### Problem description
Give the number of lines in this listing that contain the word "shorts", and nothing else.

### Task data
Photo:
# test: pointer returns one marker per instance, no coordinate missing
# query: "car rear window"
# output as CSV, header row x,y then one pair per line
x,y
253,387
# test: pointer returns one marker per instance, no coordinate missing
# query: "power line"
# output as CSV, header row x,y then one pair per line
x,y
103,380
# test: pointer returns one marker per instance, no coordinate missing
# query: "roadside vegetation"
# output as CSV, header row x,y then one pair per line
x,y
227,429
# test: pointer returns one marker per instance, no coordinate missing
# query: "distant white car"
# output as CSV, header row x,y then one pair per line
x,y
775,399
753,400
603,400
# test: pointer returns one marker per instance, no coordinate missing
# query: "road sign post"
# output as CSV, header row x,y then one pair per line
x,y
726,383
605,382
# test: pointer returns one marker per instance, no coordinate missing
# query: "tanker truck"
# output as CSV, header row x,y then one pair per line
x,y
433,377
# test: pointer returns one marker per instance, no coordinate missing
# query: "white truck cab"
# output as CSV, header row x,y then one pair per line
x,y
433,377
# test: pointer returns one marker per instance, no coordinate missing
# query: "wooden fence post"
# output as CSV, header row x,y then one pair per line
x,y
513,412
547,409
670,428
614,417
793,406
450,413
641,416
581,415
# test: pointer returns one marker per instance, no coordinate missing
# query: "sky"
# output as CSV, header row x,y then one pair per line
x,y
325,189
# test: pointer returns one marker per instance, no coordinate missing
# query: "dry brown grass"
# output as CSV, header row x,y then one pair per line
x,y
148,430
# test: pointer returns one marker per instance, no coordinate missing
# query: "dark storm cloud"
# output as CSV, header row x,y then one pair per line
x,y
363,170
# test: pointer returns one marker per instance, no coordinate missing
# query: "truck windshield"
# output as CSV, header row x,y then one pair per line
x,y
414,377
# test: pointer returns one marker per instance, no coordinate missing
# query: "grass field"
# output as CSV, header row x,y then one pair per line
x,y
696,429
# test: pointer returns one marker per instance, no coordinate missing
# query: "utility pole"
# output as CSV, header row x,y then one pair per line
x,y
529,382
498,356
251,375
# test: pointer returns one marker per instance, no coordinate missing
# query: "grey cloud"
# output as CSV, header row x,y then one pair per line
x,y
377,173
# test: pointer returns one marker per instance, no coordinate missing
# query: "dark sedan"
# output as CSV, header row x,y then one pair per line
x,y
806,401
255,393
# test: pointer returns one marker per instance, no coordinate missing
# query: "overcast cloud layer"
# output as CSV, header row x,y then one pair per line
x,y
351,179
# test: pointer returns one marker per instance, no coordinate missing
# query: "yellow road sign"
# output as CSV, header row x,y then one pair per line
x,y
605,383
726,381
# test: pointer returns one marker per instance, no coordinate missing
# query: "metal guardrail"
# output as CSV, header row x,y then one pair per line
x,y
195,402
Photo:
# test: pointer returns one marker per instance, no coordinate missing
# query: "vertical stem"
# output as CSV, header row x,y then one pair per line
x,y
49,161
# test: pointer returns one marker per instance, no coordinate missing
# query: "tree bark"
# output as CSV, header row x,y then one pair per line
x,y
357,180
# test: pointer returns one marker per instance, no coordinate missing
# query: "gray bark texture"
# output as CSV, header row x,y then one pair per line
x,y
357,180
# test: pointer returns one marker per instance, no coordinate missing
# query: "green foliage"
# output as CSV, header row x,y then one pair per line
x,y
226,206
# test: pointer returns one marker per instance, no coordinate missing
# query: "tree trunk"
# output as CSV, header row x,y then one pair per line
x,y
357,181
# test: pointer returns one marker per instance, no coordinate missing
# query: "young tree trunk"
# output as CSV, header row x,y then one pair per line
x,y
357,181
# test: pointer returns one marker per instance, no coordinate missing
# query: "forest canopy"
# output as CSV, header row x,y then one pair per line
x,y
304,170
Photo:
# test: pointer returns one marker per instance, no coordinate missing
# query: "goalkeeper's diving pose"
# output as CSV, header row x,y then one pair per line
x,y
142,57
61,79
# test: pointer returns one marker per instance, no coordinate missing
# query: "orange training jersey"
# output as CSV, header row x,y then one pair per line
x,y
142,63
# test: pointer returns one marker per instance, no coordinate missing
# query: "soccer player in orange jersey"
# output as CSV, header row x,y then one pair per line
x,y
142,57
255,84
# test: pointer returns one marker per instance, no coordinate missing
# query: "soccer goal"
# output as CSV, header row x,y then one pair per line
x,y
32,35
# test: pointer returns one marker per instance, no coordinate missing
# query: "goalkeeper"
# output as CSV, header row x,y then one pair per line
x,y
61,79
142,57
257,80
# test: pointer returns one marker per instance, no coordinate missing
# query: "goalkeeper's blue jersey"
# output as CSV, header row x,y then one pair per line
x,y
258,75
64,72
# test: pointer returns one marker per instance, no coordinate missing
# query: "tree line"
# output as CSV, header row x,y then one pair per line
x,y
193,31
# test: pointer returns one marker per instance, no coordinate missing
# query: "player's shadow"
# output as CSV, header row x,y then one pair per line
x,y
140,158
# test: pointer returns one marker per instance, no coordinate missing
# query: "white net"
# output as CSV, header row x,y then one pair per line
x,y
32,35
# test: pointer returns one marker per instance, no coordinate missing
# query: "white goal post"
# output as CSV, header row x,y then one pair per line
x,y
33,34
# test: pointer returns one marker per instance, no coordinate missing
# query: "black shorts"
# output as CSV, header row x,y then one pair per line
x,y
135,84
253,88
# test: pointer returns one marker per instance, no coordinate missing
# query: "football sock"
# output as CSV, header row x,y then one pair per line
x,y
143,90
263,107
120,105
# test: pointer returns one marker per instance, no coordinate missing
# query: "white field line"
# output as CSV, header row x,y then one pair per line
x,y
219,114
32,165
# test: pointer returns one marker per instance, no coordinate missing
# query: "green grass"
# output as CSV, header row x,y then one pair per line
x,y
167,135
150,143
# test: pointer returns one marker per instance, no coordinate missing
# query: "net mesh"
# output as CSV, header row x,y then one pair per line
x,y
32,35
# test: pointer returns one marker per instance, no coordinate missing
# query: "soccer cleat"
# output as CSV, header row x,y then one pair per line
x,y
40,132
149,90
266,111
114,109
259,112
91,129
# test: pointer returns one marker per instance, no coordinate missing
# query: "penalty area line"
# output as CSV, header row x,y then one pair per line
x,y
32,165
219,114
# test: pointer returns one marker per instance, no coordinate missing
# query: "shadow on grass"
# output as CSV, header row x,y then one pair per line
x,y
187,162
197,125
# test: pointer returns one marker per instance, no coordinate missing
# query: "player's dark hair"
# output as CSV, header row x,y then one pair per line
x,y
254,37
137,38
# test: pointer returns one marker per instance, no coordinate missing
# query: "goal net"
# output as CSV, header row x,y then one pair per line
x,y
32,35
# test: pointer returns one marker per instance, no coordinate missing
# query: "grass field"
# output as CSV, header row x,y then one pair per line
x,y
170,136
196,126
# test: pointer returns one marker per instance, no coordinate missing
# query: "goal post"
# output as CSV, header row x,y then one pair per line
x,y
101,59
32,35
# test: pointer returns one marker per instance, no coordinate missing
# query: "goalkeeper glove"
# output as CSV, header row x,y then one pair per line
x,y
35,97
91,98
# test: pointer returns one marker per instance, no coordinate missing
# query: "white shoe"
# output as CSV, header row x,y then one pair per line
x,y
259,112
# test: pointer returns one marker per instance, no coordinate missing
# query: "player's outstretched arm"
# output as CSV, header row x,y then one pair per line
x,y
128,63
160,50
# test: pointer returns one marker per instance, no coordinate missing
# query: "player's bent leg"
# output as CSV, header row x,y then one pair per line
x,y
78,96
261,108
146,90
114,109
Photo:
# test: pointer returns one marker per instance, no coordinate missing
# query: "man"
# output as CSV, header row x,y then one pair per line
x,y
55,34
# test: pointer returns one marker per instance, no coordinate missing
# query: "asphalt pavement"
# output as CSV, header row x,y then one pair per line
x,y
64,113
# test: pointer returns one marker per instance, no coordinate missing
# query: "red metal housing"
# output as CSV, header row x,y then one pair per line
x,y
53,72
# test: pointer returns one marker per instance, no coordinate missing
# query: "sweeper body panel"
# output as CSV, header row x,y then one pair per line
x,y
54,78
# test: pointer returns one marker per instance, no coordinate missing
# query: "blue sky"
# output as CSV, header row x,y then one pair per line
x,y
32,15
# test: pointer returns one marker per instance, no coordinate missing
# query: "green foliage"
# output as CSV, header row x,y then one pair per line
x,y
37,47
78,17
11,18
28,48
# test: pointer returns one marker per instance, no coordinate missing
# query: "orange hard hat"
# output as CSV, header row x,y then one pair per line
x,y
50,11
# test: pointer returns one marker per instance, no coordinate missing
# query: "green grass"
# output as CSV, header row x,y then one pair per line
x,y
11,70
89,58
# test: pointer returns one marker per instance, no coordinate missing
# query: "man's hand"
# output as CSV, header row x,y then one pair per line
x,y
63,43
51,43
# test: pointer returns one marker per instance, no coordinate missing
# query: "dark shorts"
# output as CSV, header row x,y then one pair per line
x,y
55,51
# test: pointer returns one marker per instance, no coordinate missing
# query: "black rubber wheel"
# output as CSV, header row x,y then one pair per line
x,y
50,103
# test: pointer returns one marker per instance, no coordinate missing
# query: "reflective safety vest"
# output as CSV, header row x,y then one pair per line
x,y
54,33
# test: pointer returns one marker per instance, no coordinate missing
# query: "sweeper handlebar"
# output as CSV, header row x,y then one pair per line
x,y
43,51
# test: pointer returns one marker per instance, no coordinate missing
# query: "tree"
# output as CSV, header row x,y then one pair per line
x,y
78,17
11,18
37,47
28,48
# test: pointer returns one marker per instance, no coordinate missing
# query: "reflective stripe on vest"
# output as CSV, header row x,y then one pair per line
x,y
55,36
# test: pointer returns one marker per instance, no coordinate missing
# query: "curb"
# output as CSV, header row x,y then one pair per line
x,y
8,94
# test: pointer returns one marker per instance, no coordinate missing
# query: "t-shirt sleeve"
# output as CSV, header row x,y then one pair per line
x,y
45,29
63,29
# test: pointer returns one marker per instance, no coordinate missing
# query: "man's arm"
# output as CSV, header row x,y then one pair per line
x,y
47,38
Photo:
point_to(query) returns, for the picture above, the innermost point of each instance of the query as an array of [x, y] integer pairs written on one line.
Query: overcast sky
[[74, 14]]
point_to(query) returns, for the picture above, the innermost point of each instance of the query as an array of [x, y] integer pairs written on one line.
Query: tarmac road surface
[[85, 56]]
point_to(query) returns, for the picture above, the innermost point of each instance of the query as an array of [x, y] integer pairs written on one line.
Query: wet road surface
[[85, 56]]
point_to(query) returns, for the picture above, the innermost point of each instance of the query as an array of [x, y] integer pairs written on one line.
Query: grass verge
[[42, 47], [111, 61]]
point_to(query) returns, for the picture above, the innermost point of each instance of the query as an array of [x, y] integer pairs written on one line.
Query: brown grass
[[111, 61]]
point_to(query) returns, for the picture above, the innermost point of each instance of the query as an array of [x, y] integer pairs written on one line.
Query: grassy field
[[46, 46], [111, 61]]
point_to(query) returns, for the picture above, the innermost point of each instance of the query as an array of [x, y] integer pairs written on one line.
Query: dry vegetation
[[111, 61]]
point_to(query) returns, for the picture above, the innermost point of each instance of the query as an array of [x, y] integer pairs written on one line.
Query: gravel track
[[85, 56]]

### Exercise answer
2